- _Listed entries_
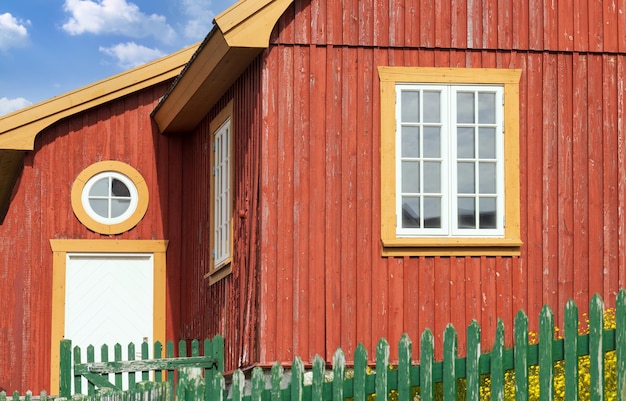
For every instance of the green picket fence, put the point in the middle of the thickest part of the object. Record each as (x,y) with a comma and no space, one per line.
(163,366)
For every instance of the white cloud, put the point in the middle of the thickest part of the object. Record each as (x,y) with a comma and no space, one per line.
(13,32)
(9,105)
(115,17)
(200,17)
(129,55)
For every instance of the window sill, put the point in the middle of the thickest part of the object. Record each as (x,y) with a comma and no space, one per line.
(451,247)
(218,274)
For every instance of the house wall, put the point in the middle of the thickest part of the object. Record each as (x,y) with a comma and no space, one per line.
(229,306)
(41,210)
(324,283)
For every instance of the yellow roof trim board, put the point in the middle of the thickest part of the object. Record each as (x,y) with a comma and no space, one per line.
(241,33)
(19,129)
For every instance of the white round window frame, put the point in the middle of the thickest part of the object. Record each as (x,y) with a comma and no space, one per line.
(134,196)
(125,173)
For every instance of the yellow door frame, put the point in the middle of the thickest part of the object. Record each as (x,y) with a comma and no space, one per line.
(60,249)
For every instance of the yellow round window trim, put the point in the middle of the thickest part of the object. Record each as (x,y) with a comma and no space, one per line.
(112,166)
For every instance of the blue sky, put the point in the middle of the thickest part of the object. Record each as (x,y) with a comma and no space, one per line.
(50,47)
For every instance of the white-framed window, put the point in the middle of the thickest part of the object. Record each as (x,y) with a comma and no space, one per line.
(222,197)
(450,160)
(110,197)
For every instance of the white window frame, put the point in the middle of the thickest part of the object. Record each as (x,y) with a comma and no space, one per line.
(448,161)
(222,195)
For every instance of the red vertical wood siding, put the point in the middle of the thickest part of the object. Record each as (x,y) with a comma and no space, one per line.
(230,306)
(41,210)
(571,152)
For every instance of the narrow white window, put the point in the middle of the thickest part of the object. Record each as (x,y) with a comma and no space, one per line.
(222,194)
(449,161)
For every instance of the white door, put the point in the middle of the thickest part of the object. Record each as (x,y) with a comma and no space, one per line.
(109,299)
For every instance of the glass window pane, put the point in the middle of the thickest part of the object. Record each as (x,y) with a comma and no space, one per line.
(466,213)
(100,187)
(118,188)
(486,108)
(432,212)
(432,177)
(487,178)
(410,106)
(100,207)
(465,178)
(410,177)
(487,143)
(465,143)
(410,212)
(488,212)
(465,107)
(410,142)
(432,142)
(119,206)
(432,107)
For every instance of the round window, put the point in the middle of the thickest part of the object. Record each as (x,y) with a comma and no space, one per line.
(109,197)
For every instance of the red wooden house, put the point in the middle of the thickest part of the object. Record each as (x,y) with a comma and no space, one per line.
(326,173)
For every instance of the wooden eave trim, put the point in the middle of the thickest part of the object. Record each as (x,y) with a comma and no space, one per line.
(239,36)
(249,23)
(207,77)
(19,129)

- _About this task_
Would you reproduce the listing above exactly, without any of its images?

- _Solution for this task_
For every instance of the green picket fence, put the point in the middle of the thickest part of the object. Record each as (x,y) with a comma and no space, one per line.
(163,366)
For every instance of the white cloud, put the point in the middle of the thickest part of the object. Record each as (x,y) with a comma and no space, one per line.
(13,32)
(9,105)
(115,17)
(200,17)
(129,55)
For every instance of the window sill, put the point in the middle of the thickest part of the object. Record each as (x,y) with a comma and no space, one per line.
(451,247)
(218,274)
For every instance of the house wall, put the point in the middle of the thickest part of the object. Record each as (x,y) with a comma and no space, one per line.
(229,306)
(41,210)
(324,283)
For every instance of the yellow roof trim board, put the point in the middle of the thickest part of the object. Record each as (x,y) with a comma and no space, one per line.
(241,33)
(19,129)
For every instance of the white round window frame, put the point in the middle of the thickest part of the object. Record each as (x,y) with a comma and no space, one per line.
(134,196)
(125,173)
For every instance of the yellow door frame, put the point in the middle of the thickest part of the object. Record each as (x,y) with a comma and no space, one per line.
(60,249)
For every instance of the yellow round window trim, put the point in the middle of the thickest part of the object. Record each as (x,y) with a comma and no space, one per line.
(112,166)
For every instance of the blue sky, put the point in the middle of the thickest part of the object. Record each as (x,y) with a comma and no space, one per line.
(50,47)
For every instance of the white-framed window, put the point in the middle of the thickest part of the object. Record each as (x,y) with a comma and no space, one per line.
(222,197)
(450,160)
(110,197)
For every instance of the white window frame, put the point in the middle of the thickest part of the object. Record each as (x,y) with a comma and no space, one per line.
(448,161)
(222,195)
For every instance of the red vertical wood siding, put the point in the middle of the thickest part of the object. Record each as (x,y) with a comma and no space, one per line.
(230,306)
(41,210)
(571,152)
For every instance of the narrow white window, put the point in the middle of the thickest part of the object. Record each as (x,y) with a comma and no space, one per line.
(222,194)
(449,161)
For every instance of the white door, put the point in the middle of the thickest part of the object. Record each as (x,y) with a comma and no space, one per line.
(109,299)
For every instance of the glass window pane, put the point in the middle of the thickest part of the object. Record each as (x,y) with a comma and no space, one per line.
(466,213)
(100,187)
(118,188)
(486,108)
(432,212)
(432,177)
(487,178)
(410,106)
(100,207)
(465,178)
(410,177)
(487,143)
(465,143)
(410,212)
(488,212)
(465,107)
(410,142)
(432,142)
(119,206)
(432,107)
For every instance of the round window, put the point in the middle of the thickest part of the object. Record each as (x,y) with a comma and no space, one per line.
(109,197)
For every instance of the red wooden house, put the point in the middle of the thickest part of the object. Record each as (x,y) with a comma and no space, one per line.
(326,173)
For every instance of the wooden eave trim, put the point in the middle of the thickest part of the object. Record each as (x,y) with a comma and no space, one per line.
(239,36)
(249,23)
(207,77)
(19,129)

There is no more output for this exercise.